Exercise task – Rewrite every line of the material below from the line with "Audit flag: the white hood" to the line with "[222, 2, 242, 60]", both included, and no other lines. Scale each bounding-box coordinate in the answers by 2.6 and round it to a whole number, with halves rounded up, leaving all other text unchanged.

-- begin Provided entries --

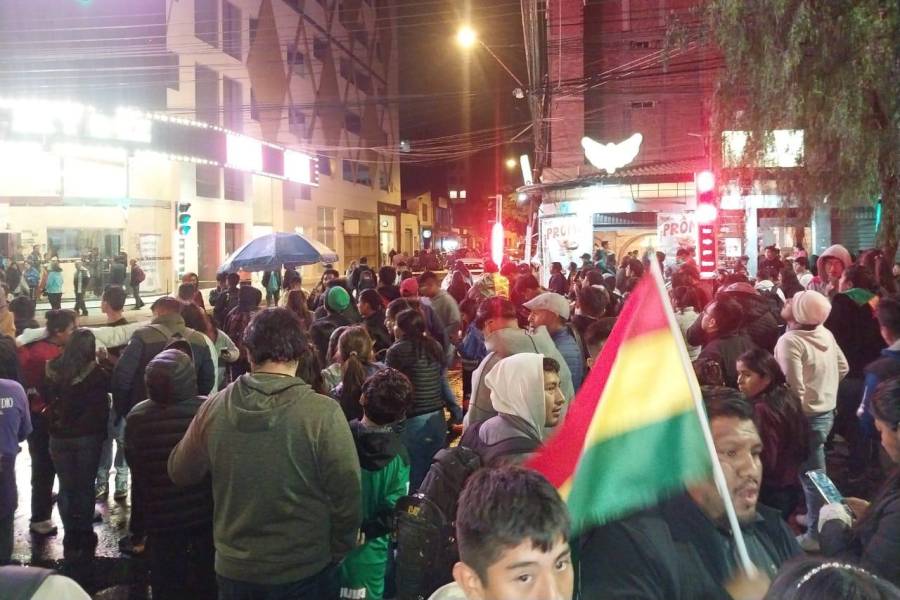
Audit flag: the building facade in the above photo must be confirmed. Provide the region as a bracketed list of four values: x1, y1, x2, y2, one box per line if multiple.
[0, 0, 401, 295]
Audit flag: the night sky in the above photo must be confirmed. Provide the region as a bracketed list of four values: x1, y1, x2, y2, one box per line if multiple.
[397, 0, 530, 224]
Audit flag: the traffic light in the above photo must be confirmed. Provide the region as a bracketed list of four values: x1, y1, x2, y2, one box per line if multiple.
[175, 202, 191, 236]
[694, 171, 719, 279]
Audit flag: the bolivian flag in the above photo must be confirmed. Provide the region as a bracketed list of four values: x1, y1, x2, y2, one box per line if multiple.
[528, 261, 712, 533]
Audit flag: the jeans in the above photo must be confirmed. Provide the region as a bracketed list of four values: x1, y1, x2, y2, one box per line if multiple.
[400, 410, 447, 493]
[50, 435, 103, 537]
[800, 411, 834, 539]
[74, 292, 87, 316]
[97, 410, 128, 489]
[147, 525, 216, 600]
[28, 413, 55, 522]
[216, 565, 340, 600]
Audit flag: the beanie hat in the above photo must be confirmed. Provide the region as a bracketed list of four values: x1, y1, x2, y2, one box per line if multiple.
[325, 286, 350, 312]
[791, 290, 831, 325]
[400, 277, 419, 298]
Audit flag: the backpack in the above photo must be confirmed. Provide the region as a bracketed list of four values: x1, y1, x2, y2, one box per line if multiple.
[356, 267, 375, 292]
[396, 423, 539, 600]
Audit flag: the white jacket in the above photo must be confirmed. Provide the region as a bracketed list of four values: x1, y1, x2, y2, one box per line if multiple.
[775, 325, 850, 414]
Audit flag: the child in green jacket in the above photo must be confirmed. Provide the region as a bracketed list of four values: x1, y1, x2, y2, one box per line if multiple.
[340, 369, 413, 600]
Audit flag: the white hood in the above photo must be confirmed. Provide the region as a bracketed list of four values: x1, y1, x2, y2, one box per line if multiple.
[484, 353, 547, 440]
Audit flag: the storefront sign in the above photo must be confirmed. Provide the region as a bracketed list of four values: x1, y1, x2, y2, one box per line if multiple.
[541, 215, 594, 277]
[656, 213, 697, 261]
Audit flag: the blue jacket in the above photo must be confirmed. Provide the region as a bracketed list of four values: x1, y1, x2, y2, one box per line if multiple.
[550, 327, 584, 392]
[857, 348, 900, 437]
[44, 271, 63, 294]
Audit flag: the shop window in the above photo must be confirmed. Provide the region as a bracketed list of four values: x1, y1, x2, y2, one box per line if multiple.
[225, 168, 245, 202]
[316, 206, 334, 250]
[196, 165, 221, 198]
[194, 0, 219, 48]
[194, 65, 219, 125]
[287, 44, 306, 77]
[222, 2, 242, 60]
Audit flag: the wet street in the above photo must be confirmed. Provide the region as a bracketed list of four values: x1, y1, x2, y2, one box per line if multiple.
[13, 452, 150, 600]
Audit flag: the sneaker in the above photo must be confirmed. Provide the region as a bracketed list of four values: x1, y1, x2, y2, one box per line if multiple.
[28, 519, 59, 535]
[119, 535, 147, 556]
[96, 481, 109, 500]
[797, 532, 822, 554]
[113, 483, 128, 500]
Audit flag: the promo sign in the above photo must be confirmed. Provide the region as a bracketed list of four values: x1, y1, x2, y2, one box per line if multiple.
[656, 213, 697, 261]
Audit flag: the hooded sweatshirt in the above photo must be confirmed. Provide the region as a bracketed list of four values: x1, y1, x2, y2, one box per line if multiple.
[168, 373, 361, 584]
[463, 326, 575, 427]
[806, 244, 853, 298]
[478, 353, 547, 461]
[775, 325, 850, 415]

-- end Provided entries --

Task response –
Audit flag: the white hood in the above photo must be confirmed. Provide the region as a bracketed list of four values: x1, y1, x2, y2, one box per line if multiple.
[1258, 918, 1422, 1144]
Audit flag: the storefront sign in the above photo must be confirmed. Provide the region as a bracketed list of four values: x1, y1, x2, y2, one box per line if multiple.
[1407, 559, 1544, 720]
[1706, 554, 1812, 679]
Audit flag: the blue jacket in the above photo must be confirmed. Provide the region as a bracketed list of four values: x1, y1, x2, y2, one box per line if multiple.
[1430, 850, 1518, 1019]
[2228, 905, 2340, 1136]
[114, 705, 164, 764]
Audit flag: the shop window in the above photo must be confirmed. Provide the region as a bracketed list of four values: x1, y1, x2, y2, one box per line if multiple.
[585, 437, 637, 525]
[822, 536, 868, 650]
[510, 429, 575, 515]
[504, 0, 569, 125]
[504, 169, 569, 325]
[746, 114, 796, 200]
[577, 5, 629, 156]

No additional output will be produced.